(Dataset entries)
--- START ---

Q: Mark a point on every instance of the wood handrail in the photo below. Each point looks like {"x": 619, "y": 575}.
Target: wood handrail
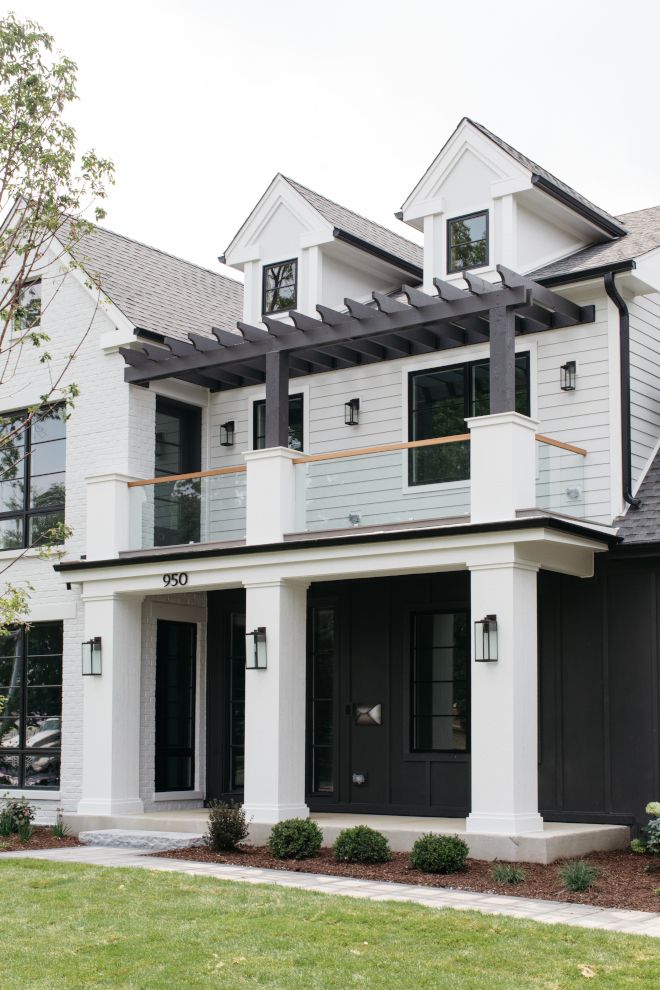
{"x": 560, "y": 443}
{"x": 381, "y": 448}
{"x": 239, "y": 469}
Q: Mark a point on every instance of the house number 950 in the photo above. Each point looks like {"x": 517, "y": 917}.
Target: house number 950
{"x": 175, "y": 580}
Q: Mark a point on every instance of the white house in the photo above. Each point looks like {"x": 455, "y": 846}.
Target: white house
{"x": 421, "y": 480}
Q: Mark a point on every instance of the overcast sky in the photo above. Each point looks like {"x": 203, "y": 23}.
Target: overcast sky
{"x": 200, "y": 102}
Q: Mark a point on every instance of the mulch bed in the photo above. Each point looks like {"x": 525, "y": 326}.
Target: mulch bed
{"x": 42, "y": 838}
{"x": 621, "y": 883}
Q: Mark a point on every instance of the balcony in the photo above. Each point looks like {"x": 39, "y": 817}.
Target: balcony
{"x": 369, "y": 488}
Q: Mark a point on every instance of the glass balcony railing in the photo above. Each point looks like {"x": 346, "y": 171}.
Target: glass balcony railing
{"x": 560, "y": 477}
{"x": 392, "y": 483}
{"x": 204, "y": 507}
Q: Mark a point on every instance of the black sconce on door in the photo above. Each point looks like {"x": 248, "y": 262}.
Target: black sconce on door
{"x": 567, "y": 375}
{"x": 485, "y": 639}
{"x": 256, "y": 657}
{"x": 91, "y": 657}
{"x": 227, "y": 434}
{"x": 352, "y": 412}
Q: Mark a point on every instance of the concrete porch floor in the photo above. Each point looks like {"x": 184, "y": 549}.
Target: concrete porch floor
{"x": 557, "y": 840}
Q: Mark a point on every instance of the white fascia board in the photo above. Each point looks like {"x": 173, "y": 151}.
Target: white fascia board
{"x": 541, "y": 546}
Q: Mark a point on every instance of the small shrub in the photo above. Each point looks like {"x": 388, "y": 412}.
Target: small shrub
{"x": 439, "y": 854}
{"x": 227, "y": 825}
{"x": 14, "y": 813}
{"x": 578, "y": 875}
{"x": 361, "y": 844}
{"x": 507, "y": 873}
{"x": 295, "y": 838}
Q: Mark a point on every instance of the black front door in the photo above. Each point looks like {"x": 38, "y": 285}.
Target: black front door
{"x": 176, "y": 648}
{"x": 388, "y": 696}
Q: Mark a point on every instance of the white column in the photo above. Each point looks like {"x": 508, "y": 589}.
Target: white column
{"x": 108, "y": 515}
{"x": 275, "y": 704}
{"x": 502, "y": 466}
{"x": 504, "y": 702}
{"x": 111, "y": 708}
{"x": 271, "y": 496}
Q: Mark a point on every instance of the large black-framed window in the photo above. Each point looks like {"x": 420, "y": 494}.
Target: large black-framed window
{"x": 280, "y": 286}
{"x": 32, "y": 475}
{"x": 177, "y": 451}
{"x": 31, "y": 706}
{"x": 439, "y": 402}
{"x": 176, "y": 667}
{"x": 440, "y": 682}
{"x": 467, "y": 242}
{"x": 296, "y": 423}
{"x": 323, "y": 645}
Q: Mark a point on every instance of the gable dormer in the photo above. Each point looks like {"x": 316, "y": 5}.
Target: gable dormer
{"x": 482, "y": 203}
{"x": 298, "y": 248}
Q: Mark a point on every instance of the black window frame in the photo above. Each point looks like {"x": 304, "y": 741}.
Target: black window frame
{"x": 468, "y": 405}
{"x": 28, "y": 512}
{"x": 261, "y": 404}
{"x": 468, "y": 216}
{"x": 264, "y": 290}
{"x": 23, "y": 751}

--- END ---
--- START ---

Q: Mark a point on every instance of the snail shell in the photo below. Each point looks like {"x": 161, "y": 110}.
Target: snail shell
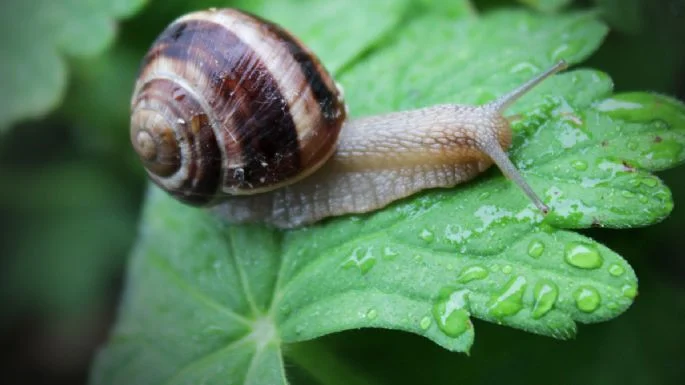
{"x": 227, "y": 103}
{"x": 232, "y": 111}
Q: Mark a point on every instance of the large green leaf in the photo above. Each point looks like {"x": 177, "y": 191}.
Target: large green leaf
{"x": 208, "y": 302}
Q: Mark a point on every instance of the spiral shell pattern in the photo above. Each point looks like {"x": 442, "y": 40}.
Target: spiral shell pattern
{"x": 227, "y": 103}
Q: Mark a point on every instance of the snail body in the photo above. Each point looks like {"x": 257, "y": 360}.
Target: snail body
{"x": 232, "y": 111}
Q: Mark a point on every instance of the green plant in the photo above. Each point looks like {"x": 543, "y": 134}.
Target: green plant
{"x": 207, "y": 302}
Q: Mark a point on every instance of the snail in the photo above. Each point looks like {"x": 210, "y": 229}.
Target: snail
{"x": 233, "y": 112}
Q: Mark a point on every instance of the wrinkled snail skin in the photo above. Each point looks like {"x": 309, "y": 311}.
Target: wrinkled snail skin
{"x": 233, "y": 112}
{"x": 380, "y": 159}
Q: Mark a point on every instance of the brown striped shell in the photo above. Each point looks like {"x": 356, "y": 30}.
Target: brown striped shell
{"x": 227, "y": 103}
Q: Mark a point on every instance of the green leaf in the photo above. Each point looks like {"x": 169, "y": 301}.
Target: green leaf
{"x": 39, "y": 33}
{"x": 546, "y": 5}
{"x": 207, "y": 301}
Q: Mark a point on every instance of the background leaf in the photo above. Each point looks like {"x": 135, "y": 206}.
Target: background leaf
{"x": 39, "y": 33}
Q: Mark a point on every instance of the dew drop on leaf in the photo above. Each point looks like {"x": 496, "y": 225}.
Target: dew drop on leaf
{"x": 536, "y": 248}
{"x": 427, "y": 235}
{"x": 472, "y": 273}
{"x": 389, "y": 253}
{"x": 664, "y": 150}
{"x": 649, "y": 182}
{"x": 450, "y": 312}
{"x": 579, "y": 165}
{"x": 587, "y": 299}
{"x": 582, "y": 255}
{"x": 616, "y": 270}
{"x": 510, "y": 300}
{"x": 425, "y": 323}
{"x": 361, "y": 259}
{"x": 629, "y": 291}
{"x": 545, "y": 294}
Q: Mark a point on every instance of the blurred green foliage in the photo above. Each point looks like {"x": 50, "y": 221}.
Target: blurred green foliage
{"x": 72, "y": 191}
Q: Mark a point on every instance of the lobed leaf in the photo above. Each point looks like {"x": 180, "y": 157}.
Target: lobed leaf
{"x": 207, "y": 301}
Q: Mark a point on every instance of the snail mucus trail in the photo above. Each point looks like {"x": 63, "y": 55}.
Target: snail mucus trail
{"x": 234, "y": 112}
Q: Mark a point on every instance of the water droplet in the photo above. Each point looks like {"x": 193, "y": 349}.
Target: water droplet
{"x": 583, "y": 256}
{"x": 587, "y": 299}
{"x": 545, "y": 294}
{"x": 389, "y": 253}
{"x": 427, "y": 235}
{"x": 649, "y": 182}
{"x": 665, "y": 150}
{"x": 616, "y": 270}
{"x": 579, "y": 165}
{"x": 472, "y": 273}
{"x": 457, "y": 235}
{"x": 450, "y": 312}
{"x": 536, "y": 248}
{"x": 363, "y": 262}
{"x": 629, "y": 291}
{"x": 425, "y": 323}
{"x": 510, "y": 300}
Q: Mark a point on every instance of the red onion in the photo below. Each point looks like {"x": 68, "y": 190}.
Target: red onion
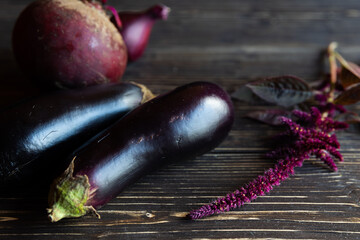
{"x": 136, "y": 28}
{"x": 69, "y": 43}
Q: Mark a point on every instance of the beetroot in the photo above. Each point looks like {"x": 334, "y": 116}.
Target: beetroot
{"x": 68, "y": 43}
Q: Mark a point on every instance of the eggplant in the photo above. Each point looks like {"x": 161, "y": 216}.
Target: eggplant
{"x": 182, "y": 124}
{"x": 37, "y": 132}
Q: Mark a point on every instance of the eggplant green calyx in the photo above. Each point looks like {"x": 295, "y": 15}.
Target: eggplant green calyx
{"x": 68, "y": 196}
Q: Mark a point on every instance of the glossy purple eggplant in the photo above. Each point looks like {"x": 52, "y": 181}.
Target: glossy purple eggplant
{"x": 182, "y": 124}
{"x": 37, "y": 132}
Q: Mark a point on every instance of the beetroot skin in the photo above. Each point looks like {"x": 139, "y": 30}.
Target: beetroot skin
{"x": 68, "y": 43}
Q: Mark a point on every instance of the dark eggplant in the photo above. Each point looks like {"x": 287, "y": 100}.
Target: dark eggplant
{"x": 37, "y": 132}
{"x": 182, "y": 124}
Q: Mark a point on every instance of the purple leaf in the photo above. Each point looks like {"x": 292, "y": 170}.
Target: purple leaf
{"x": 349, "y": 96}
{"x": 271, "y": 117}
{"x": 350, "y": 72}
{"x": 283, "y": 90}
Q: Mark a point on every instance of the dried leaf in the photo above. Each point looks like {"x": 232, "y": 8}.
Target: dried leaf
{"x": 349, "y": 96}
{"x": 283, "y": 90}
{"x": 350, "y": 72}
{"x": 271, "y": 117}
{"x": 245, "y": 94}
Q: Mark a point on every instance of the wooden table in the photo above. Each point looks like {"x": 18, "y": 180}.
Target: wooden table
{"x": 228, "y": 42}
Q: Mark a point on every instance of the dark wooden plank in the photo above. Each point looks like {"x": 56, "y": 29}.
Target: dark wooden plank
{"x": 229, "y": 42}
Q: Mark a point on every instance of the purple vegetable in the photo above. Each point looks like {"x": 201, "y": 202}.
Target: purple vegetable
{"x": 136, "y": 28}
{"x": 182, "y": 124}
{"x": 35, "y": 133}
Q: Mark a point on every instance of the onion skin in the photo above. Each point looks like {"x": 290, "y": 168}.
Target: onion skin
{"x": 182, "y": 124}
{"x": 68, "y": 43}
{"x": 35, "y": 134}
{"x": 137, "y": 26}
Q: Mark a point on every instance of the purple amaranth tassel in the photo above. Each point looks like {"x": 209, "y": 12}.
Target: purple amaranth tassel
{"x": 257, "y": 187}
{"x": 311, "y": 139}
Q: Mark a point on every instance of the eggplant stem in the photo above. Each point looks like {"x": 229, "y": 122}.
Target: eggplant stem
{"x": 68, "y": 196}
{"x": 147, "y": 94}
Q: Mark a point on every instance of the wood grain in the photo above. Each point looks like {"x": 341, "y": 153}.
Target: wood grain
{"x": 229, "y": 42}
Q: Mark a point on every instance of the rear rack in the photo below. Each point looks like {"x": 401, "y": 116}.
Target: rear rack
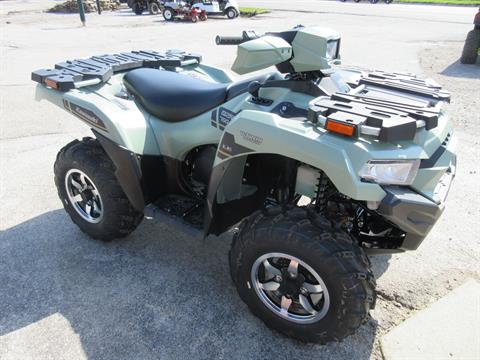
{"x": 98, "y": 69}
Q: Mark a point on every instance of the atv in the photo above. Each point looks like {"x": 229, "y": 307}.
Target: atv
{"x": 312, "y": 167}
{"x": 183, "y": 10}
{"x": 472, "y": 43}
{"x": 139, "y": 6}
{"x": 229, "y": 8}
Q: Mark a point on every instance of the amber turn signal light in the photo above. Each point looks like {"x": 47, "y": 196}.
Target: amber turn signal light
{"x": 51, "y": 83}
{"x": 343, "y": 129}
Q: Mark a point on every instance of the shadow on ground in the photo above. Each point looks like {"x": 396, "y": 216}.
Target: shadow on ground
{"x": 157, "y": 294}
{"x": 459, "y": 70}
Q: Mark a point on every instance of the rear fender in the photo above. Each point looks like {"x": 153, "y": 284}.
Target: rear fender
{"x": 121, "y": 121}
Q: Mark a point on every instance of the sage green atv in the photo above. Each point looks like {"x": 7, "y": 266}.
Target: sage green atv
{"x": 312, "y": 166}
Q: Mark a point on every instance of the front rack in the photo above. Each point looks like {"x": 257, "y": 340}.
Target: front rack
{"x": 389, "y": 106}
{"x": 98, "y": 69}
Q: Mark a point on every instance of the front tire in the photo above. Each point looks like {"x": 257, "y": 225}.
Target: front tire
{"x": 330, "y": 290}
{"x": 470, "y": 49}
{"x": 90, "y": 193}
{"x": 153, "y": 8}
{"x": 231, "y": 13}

--- END ---

#### Work task:
Would you retype the lines above from the one with "Q: Mark a point on every instance of the wooden" down to the one with "Q: Mark a point on every instance of the purple vegetable", word for word, both ends included and no other lines?

#### Response to this exercise:
Q: Mark a point on every instance of the wooden table in the photo above. Each point looks like {"x": 18, "y": 180}.
Target: wooden table
{"x": 228, "y": 42}
Q: Mark a point on every instance of the dark wooden plank in the photo above. Each point looks like {"x": 56, "y": 29}.
Target: dark wooden plank
{"x": 229, "y": 42}
Q: Mark a point on every instance of the purple vegetable in the photo above. Each point looks like {"x": 201, "y": 202}.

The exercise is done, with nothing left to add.